■ **TASK PROMPT**
Look through the records below for the line with "Refer to the image provided above. Your job: identify every bare" and the line with "every reindeer leg", then return those lines and all lines between, exactly.

■ **DATA FOR THIS EXERCISE**

Segment Open

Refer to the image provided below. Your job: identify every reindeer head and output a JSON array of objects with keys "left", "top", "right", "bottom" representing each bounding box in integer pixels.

Segment Closed
Segment Open

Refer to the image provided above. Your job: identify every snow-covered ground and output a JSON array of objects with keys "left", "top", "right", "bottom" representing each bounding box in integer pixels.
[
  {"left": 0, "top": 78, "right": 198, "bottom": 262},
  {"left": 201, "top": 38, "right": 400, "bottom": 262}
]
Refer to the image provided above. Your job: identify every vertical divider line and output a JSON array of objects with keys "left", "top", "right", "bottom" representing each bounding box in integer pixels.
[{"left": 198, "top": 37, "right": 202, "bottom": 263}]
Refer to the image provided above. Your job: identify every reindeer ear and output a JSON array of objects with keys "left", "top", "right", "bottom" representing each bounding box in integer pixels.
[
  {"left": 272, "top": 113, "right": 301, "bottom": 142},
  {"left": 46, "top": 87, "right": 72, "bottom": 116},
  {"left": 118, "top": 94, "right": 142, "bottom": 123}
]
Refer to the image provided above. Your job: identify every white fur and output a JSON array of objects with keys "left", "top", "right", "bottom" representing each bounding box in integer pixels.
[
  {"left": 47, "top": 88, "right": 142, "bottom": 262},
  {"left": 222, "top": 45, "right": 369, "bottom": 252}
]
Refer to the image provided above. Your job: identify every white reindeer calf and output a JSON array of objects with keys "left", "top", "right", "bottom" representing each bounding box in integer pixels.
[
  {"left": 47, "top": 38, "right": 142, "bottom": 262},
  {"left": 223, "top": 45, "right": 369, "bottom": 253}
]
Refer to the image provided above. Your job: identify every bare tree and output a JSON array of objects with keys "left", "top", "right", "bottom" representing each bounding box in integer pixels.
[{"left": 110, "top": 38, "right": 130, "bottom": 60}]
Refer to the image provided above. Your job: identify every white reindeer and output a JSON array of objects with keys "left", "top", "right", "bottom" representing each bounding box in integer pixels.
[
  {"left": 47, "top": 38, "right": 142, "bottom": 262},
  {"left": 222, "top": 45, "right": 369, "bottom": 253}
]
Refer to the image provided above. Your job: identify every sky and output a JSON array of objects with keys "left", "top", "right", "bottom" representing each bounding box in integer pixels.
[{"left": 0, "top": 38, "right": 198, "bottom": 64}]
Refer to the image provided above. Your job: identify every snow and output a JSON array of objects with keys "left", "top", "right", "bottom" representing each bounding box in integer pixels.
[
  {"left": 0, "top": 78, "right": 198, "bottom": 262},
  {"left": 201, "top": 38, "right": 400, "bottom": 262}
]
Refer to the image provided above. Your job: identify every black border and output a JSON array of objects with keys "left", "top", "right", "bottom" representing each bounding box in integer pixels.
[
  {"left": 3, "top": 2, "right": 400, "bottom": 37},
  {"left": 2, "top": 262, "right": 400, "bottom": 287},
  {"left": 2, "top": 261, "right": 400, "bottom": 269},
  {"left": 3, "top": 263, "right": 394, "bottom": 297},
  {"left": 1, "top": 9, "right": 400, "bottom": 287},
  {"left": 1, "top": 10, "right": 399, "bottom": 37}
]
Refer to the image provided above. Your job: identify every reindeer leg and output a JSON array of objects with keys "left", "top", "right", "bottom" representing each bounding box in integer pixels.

Segment Closed

■ **TASK ANSWER**
Refer to the image provided above. Your job: identify every bare tree and output a JSON array of objects with keys "left", "top", "right", "bottom" representing each bounding box in integer pixels.
[{"left": 110, "top": 38, "right": 130, "bottom": 60}]
Refer to the image provided above. Your job: identify every white reindeer and output a JSON array of objects with keys "left", "top", "right", "bottom" representing each bounding box in integer pixels.
[
  {"left": 47, "top": 38, "right": 142, "bottom": 262},
  {"left": 222, "top": 45, "right": 369, "bottom": 253}
]
Refer to the image provided above. Your job: identify every sky and output a JSON array of objects with keys "left", "top", "right", "bottom" representing each bounding box in integer pixels.
[{"left": 0, "top": 38, "right": 198, "bottom": 64}]
Refer to the image provided above. Your job: identify every snow and output a JSON array of objects with keys "left", "top", "right", "bottom" representing each bounding box in integer pixels.
[
  {"left": 0, "top": 78, "right": 198, "bottom": 262},
  {"left": 201, "top": 38, "right": 400, "bottom": 262}
]
Refer to the image provided above. Your job: identify every black border and output a JSON array of objects with keys "left", "top", "right", "bottom" representing each bounding box in integer pixels.
[
  {"left": 3, "top": 2, "right": 400, "bottom": 37},
  {"left": 2, "top": 262, "right": 400, "bottom": 287},
  {"left": 2, "top": 261, "right": 400, "bottom": 269},
  {"left": 3, "top": 263, "right": 394, "bottom": 297},
  {"left": 1, "top": 9, "right": 400, "bottom": 287},
  {"left": 1, "top": 10, "right": 399, "bottom": 37}
]
Refer to the image provided above. Your job: identify every reindeer leg and output a JSON array of objects with keys "left", "top", "right", "bottom" representing each bounding box in integer pixels.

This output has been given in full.